[Point annotation dataset records]
-- begin --

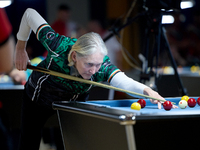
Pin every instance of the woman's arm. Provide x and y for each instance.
(31, 20)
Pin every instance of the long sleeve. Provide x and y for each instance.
(31, 20)
(120, 80)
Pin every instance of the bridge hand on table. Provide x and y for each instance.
(152, 93)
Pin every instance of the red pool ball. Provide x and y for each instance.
(142, 102)
(191, 102)
(198, 101)
(167, 105)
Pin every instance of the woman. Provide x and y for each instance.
(84, 57)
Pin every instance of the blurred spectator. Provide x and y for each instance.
(6, 44)
(178, 40)
(184, 40)
(63, 25)
(194, 35)
(112, 44)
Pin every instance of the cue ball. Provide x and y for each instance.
(142, 102)
(136, 106)
(191, 102)
(198, 101)
(182, 104)
(185, 97)
(167, 105)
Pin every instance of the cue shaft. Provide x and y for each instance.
(62, 75)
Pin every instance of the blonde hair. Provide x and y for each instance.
(87, 44)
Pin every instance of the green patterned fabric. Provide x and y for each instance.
(43, 86)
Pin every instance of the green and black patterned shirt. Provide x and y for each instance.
(48, 88)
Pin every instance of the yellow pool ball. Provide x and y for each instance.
(185, 97)
(136, 106)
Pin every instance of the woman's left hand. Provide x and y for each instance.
(152, 93)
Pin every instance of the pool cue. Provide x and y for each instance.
(62, 75)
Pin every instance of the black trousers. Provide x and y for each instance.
(33, 118)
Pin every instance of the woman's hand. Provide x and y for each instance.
(21, 58)
(152, 93)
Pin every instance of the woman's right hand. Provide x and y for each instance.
(21, 58)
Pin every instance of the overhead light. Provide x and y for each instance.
(167, 19)
(187, 4)
(5, 3)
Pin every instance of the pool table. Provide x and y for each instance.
(113, 125)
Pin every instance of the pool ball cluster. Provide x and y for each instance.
(167, 105)
(187, 101)
(141, 103)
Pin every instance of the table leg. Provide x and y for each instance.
(130, 137)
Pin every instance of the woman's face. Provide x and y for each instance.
(88, 65)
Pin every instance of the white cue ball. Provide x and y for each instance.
(182, 104)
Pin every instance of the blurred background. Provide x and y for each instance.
(153, 41)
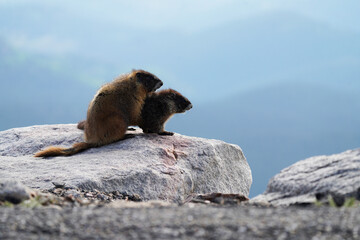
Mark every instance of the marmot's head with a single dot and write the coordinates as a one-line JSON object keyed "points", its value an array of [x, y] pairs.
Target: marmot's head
{"points": [[180, 103], [148, 80]]}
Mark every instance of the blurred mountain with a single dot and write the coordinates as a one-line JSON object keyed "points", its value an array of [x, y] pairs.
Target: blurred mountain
{"points": [[37, 90], [281, 85], [278, 125]]}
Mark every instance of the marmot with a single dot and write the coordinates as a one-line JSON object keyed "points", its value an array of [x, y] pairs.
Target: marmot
{"points": [[158, 108], [114, 107]]}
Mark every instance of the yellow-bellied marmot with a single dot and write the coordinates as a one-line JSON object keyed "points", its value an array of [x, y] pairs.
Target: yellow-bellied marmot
{"points": [[159, 107], [115, 106]]}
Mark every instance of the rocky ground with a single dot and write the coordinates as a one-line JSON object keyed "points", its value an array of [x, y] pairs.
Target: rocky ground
{"points": [[169, 221], [103, 193]]}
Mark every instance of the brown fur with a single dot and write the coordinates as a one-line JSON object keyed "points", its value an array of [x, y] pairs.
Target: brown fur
{"points": [[159, 107], [115, 106]]}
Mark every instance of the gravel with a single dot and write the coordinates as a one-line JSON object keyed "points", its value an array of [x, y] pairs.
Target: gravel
{"points": [[191, 221]]}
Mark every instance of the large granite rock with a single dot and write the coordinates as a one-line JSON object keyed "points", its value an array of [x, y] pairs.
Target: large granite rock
{"points": [[308, 180], [153, 166]]}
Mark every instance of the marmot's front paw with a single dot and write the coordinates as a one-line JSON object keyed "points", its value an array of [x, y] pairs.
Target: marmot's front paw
{"points": [[166, 133]]}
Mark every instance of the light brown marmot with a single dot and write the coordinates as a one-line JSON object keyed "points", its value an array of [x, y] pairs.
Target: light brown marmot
{"points": [[114, 107]]}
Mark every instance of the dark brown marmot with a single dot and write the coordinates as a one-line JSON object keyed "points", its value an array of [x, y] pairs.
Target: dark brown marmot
{"points": [[160, 107], [114, 107]]}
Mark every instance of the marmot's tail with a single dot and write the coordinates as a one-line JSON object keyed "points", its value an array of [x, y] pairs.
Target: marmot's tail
{"points": [[81, 125], [57, 151]]}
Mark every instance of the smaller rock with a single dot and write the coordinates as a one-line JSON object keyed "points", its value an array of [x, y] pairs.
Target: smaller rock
{"points": [[59, 184], [218, 198]]}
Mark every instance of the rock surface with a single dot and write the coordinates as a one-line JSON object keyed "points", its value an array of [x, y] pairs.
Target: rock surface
{"points": [[14, 192], [153, 166], [186, 222], [301, 183]]}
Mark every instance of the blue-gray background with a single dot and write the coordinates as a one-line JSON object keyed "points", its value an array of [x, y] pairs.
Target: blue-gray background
{"points": [[279, 78]]}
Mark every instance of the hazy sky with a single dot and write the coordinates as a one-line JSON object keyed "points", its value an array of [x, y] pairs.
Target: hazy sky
{"points": [[184, 16], [285, 74]]}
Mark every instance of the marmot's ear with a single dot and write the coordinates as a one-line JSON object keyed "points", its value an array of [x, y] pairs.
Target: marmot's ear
{"points": [[138, 76]]}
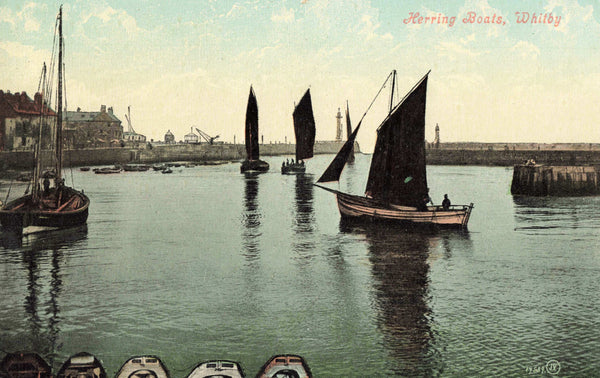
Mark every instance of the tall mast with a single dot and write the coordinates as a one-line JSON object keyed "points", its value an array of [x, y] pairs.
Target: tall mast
{"points": [[59, 145], [35, 193], [392, 95]]}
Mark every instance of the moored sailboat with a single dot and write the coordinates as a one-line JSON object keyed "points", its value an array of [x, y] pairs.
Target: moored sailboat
{"points": [[397, 183], [285, 366], [56, 206], [217, 368], [82, 365], [304, 129], [252, 162]]}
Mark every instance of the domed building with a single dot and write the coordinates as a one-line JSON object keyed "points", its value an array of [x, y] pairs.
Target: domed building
{"points": [[191, 137]]}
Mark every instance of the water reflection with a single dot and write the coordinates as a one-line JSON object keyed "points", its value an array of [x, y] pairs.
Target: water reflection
{"points": [[540, 214], [303, 242], [304, 203], [251, 216], [400, 269], [41, 307]]}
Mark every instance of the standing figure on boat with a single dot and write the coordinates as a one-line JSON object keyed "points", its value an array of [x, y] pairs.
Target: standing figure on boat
{"points": [[426, 199], [446, 202]]}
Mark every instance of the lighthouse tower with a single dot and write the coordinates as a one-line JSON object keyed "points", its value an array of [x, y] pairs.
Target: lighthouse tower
{"points": [[338, 134], [436, 141]]}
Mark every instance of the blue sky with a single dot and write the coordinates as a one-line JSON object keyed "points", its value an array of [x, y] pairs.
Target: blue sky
{"points": [[186, 64]]}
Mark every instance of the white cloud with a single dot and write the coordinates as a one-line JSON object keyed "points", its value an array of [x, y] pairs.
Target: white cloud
{"points": [[24, 17], [108, 14], [235, 10], [6, 15]]}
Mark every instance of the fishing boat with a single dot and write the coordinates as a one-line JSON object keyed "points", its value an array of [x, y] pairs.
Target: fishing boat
{"points": [[82, 365], [217, 368], [143, 367], [397, 183], [24, 365], [57, 206], [304, 129], [285, 366], [135, 167], [252, 162]]}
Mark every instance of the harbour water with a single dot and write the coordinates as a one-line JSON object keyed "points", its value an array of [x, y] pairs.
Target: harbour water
{"points": [[208, 263]]}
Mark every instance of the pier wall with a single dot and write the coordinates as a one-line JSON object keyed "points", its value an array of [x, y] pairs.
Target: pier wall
{"points": [[541, 180], [448, 154], [511, 157]]}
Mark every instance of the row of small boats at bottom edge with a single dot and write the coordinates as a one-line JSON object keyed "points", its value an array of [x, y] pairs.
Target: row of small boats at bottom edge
{"points": [[86, 365]]}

-- end --

[EXERCISE AIM]
Copy out the lines from the line containing "Mark every instance of the harbour" to the end of the listing above, without alteration.

[SOLUTION TO THIS PROBLEM]
Mark every instance of the harbour water with a single dot and write the coordinates as a one-line JSON object keyed "points", its value an array of [x, y] pairs.
Target: harbour water
{"points": [[208, 263]]}
Mark every instance of the pier wall with a single dot and write the coordinates as a one-line JSON object keyed "points", its value an array of [x, y] pairs.
Target: pier wall
{"points": [[541, 180], [448, 154], [511, 157]]}
Mark every instance of the row of small boats at bottom edge with a single dot and write the coordinates as a one-line JSON object keyed "points", its value an array of [x, y] pairs.
Target: row of small boats at bottom edge
{"points": [[86, 365]]}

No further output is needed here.